=== What the task requires ===
Everything from the line containing "mark the gazebo roof -- a dot per instance" through the last line of the records must be returned verbatim, and nothing outside that range.

### Exercise materials ###

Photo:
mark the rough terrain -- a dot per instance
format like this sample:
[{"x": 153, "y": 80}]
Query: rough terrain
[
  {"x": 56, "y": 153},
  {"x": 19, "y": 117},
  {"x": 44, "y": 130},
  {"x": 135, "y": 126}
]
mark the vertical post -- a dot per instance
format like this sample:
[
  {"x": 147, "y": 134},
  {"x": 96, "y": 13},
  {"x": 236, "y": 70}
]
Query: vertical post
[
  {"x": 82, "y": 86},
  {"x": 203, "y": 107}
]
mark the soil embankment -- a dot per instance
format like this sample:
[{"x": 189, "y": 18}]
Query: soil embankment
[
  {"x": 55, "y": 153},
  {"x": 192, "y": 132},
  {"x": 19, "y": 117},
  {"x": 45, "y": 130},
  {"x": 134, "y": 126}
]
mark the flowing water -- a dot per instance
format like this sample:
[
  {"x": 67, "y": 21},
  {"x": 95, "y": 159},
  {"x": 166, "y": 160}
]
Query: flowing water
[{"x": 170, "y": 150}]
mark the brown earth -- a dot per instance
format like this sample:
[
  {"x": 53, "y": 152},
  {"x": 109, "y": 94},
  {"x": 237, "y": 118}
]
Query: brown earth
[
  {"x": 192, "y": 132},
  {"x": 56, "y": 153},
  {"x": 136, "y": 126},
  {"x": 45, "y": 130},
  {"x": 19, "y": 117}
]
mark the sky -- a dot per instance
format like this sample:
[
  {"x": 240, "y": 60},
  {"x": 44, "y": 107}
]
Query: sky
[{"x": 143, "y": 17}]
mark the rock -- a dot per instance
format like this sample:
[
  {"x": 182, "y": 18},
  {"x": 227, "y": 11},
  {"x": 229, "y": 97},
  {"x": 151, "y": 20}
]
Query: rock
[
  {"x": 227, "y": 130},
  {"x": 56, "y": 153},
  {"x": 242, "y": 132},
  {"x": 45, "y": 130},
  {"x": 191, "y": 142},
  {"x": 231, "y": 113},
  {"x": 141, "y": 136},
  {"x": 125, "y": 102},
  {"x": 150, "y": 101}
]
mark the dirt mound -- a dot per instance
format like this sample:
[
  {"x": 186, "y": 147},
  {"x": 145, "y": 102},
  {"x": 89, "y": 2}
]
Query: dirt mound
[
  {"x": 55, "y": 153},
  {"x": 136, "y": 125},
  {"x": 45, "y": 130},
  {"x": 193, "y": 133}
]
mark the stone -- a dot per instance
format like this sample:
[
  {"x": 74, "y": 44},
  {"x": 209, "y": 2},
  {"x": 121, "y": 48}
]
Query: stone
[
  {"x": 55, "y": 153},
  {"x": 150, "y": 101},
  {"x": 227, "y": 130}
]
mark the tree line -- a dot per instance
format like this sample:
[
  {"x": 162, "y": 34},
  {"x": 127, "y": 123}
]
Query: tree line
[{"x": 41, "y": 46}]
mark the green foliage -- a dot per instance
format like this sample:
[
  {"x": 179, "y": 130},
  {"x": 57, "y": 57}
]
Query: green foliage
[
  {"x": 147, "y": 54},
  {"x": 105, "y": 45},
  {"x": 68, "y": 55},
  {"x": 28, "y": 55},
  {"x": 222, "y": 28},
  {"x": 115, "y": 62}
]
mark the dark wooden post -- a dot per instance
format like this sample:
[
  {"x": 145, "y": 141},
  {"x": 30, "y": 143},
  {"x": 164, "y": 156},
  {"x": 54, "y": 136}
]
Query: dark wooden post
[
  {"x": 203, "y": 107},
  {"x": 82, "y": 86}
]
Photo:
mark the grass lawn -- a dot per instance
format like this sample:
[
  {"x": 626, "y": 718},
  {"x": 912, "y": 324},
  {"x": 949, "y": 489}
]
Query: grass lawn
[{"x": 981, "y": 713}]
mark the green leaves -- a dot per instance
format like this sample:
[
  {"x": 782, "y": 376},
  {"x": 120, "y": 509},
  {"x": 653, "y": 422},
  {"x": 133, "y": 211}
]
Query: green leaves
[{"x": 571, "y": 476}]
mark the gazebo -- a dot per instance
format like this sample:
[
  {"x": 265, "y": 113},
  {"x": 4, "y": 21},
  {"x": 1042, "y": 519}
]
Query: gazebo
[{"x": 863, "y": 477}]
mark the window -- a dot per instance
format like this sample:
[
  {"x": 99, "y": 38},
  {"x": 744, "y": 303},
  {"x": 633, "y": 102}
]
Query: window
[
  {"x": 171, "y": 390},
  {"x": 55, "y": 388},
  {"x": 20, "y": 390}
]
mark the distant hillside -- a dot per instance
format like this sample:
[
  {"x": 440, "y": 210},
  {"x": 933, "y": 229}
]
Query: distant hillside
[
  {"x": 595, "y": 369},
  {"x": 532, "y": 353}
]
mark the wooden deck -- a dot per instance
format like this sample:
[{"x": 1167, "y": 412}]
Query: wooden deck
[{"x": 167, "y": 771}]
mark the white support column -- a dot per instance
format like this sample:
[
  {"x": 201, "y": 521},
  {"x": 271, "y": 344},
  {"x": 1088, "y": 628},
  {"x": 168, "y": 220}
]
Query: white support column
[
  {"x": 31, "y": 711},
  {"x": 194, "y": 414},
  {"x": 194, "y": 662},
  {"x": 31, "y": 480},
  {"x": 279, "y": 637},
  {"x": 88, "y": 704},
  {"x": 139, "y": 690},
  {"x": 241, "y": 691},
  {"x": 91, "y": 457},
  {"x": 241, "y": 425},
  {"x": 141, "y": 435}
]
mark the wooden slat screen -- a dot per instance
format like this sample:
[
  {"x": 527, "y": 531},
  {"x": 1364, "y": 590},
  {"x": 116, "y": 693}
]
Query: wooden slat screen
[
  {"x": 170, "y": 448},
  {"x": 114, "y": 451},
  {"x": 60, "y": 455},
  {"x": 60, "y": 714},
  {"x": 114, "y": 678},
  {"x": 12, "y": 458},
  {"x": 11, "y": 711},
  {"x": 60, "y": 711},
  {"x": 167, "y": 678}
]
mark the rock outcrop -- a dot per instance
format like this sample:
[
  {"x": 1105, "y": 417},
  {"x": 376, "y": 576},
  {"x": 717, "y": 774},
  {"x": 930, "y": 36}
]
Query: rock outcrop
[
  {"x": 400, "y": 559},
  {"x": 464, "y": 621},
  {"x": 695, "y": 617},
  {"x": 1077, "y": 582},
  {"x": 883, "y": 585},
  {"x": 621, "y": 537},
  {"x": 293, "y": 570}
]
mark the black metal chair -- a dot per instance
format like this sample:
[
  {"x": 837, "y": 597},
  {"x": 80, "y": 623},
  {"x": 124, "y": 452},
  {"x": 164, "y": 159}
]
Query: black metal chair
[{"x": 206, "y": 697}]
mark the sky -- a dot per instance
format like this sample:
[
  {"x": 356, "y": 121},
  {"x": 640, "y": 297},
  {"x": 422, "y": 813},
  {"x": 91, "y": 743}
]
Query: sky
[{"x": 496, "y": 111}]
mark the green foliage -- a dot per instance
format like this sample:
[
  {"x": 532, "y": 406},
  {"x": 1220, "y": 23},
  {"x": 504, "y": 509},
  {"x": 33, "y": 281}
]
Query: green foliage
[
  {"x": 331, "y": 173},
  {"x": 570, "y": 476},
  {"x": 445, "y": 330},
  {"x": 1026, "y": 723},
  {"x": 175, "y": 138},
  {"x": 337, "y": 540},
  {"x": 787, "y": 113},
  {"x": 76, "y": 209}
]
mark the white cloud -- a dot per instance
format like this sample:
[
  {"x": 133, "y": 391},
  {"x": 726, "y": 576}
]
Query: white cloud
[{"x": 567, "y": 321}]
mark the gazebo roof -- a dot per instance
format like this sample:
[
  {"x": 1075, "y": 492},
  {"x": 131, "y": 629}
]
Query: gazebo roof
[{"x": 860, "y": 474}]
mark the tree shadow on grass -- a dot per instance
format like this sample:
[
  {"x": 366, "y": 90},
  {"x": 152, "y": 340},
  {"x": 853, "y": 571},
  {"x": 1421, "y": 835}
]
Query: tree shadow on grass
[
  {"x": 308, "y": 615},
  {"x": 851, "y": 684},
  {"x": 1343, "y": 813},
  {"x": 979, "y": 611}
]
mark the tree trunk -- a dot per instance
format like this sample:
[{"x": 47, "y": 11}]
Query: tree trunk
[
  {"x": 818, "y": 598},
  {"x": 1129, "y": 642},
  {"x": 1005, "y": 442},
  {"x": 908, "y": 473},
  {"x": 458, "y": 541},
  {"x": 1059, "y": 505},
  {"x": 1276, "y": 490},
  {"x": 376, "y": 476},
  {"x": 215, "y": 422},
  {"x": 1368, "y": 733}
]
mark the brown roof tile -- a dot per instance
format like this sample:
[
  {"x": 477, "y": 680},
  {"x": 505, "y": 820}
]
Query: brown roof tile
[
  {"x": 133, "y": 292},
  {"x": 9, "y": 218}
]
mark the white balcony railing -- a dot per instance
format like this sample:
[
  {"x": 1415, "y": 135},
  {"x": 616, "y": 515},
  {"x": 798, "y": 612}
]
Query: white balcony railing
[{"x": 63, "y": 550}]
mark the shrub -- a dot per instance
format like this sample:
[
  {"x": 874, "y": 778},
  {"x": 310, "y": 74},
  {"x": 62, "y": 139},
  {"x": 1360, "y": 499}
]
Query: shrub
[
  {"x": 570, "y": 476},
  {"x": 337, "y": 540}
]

###

=== Answer to this task ===
mark the gazebo roof -- a dot per instance
format like this sample:
[
  {"x": 1075, "y": 492},
  {"x": 131, "y": 629}
]
Query: gazebo roof
[{"x": 860, "y": 474}]
mark the tree shadow on grass -- a dot per instance
format like this sample:
[
  {"x": 366, "y": 90},
  {"x": 152, "y": 340},
  {"x": 853, "y": 571},
  {"x": 1421, "y": 835}
]
Query: tree shadow on grass
[
  {"x": 308, "y": 615},
  {"x": 851, "y": 684},
  {"x": 1343, "y": 813},
  {"x": 979, "y": 611}
]
mark the tree trunk -- a dot per instance
format like this sample:
[{"x": 47, "y": 11}]
Query: tree trunk
[
  {"x": 818, "y": 598},
  {"x": 1129, "y": 642},
  {"x": 1005, "y": 442},
  {"x": 908, "y": 473},
  {"x": 458, "y": 541},
  {"x": 1059, "y": 505},
  {"x": 1276, "y": 490},
  {"x": 376, "y": 476},
  {"x": 215, "y": 422},
  {"x": 1368, "y": 733}
]
mark the brown roof tile -- a dot per instance
format like this sample:
[
  {"x": 477, "y": 680},
  {"x": 505, "y": 820}
]
Query: brown roof tile
[
  {"x": 133, "y": 292},
  {"x": 9, "y": 218}
]
mark the white balcony railing -- a dot per instance
format like this sample:
[
  {"x": 1415, "y": 135},
  {"x": 616, "y": 515},
  {"x": 798, "y": 612}
]
Query: white balcony railing
[{"x": 63, "y": 550}]
mark the shrub -- a dot per instance
format like this sample:
[
  {"x": 874, "y": 778},
  {"x": 310, "y": 74},
  {"x": 62, "y": 139},
  {"x": 1360, "y": 499}
]
Query: shrub
[
  {"x": 570, "y": 476},
  {"x": 337, "y": 540}
]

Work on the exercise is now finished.